Work required:
Output, exactly and with no pictures, the line that contains "Identify a point for each instance of the fireplace and" and every line that comes after it in the data below, the last one included.
(Data extracts Opens)
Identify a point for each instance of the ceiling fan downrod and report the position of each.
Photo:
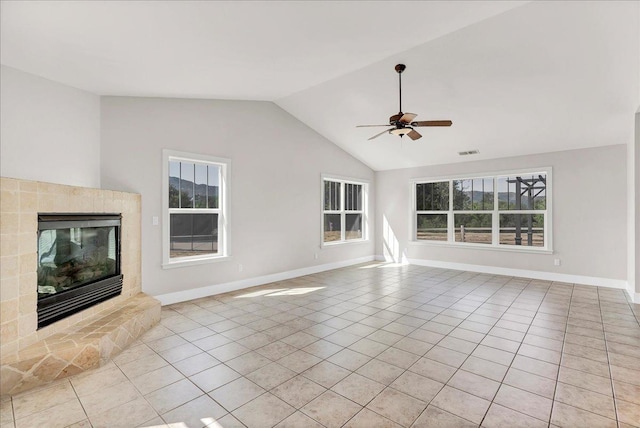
(400, 68)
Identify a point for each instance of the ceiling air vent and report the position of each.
(469, 152)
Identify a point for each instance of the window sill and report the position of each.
(484, 247)
(340, 243)
(195, 262)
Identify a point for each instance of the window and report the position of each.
(195, 201)
(508, 211)
(344, 211)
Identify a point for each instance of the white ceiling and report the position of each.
(515, 77)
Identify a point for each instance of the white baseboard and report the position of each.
(210, 290)
(635, 297)
(534, 274)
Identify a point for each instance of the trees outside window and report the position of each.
(504, 210)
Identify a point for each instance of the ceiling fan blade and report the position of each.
(377, 135)
(414, 135)
(432, 123)
(407, 117)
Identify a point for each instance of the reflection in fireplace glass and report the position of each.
(68, 258)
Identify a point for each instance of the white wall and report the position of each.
(277, 164)
(48, 131)
(589, 213)
(633, 216)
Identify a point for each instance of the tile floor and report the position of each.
(367, 346)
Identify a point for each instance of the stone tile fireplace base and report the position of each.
(30, 356)
(89, 344)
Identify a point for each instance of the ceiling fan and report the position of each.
(402, 123)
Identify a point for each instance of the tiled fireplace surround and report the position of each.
(31, 356)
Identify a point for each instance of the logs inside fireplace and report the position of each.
(78, 263)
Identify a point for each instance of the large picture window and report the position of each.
(195, 190)
(344, 211)
(503, 210)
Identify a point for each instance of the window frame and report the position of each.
(342, 211)
(495, 212)
(224, 250)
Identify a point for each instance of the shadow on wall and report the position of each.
(392, 252)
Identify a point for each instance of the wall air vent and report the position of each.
(469, 152)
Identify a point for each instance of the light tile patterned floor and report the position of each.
(367, 346)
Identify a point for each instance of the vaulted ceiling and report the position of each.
(515, 77)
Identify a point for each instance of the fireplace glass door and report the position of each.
(78, 263)
(75, 256)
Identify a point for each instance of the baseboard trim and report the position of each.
(210, 290)
(634, 297)
(523, 273)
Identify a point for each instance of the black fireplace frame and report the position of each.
(66, 303)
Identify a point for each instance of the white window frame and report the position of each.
(222, 210)
(342, 211)
(495, 244)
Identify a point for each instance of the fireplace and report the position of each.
(78, 263)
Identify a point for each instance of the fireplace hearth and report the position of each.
(78, 263)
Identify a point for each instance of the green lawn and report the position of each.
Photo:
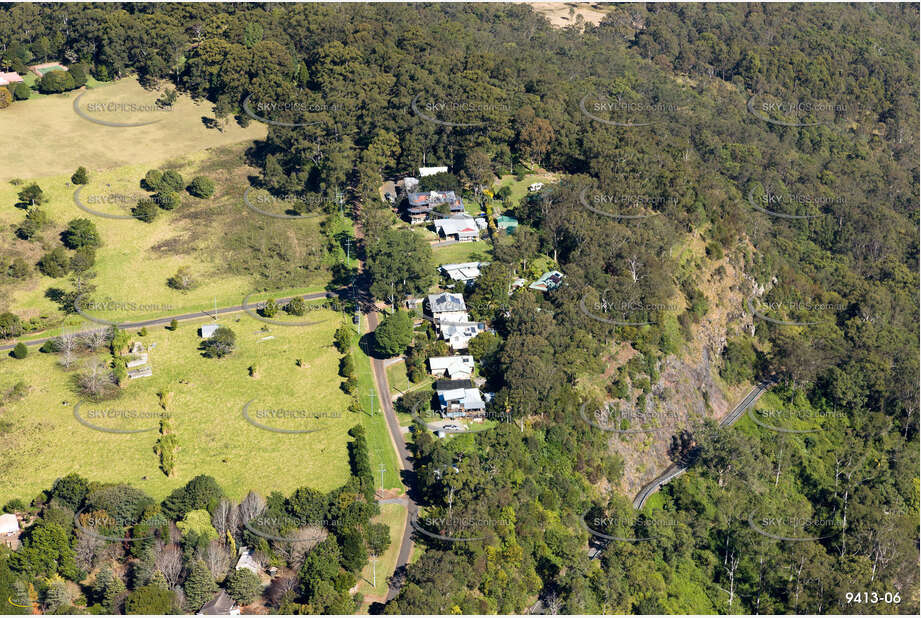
(Data extracts Closes)
Your response:
Identify a point for each instance of the fireplace and report the position of each.
(78, 263)
Identify a point for each instance of the fireplace hearth and report the position of each.
(78, 263)
Identify a point for each instance of the green lawn and report the position of each.
Photo:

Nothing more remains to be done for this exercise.